Exercise:
Every line of the data must be copied exactly.
*** Supplied data ***
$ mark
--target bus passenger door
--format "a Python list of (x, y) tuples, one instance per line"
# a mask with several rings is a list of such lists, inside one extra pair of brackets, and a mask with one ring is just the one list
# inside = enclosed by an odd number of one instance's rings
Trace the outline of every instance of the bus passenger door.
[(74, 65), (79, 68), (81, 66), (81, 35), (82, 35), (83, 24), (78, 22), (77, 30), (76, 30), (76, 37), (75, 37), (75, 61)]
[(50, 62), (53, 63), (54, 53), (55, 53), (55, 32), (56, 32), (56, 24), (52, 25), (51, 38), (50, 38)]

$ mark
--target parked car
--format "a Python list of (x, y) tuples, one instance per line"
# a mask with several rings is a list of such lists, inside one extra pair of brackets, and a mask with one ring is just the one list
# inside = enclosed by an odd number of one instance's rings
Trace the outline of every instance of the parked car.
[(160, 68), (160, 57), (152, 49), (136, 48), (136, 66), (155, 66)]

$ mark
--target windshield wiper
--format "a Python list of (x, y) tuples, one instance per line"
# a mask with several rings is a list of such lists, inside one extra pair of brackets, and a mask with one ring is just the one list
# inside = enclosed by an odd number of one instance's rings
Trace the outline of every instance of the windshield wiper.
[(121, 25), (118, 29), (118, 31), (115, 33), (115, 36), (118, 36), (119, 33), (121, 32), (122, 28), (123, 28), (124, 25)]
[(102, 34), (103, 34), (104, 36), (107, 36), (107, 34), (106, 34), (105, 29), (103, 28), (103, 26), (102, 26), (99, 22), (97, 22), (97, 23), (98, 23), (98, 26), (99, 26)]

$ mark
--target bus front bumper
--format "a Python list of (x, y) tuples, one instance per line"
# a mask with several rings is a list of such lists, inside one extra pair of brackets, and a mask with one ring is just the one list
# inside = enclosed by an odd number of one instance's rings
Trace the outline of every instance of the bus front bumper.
***
Full output:
$ mark
--target bus passenger door
--format "a Python list of (x, y) tuples, one instance per line"
# a mask with several rings is a list of such lists, inside one extra pair of brackets, and a mask with one ring is just the one list
# inside = enclosed by an odd number of one instance's rings
Trace the outline of every instance of the bus passenger door.
[(74, 65), (79, 68), (81, 66), (81, 35), (82, 35), (83, 24), (78, 22), (77, 30), (76, 30), (76, 37), (75, 37), (75, 61)]
[(50, 62), (53, 63), (54, 53), (55, 53), (55, 32), (56, 32), (56, 24), (52, 25), (51, 38), (50, 38)]

$ mark
--target parked car
--format "a Python list of (x, y) tuples, one instance per line"
# a mask with several rings is a list of such lists, inside one extra pair of brackets, and a mask with one ring is just the one list
# inside = enclosed by an odd number of one instance's rings
Trace the outline of every instance of the parked car.
[(160, 68), (160, 57), (152, 49), (136, 48), (136, 66), (155, 66)]

$ mark
--target windshield wiper
--format "a Python list of (x, y) tuples, one instance per line"
# a mask with several rings is a list of such lists, inside one extra pair of brackets, and a mask with one ring is just the one list
# inside = enclosed by an odd number of one instance's rings
Trace the outline of every instance of the windshield wiper.
[(121, 25), (118, 29), (118, 31), (115, 33), (115, 36), (118, 36), (119, 33), (121, 32), (122, 28), (123, 28), (124, 25)]
[(102, 34), (103, 34), (104, 36), (107, 36), (107, 34), (106, 34), (105, 29), (103, 28), (103, 26), (102, 26), (99, 22), (97, 22), (97, 23), (98, 23), (98, 26), (99, 26)]

$ mark
--target bus front bumper
--format "a Python list of (x, y) tuples, one instance per line"
# a mask with several rings is a list of such lists, inside one extra pair of brackets, and a mask with one ring is just the one list
# inside = enclosed by an odd number of one instance's rings
Trace the outline of every instance of the bus front bumper.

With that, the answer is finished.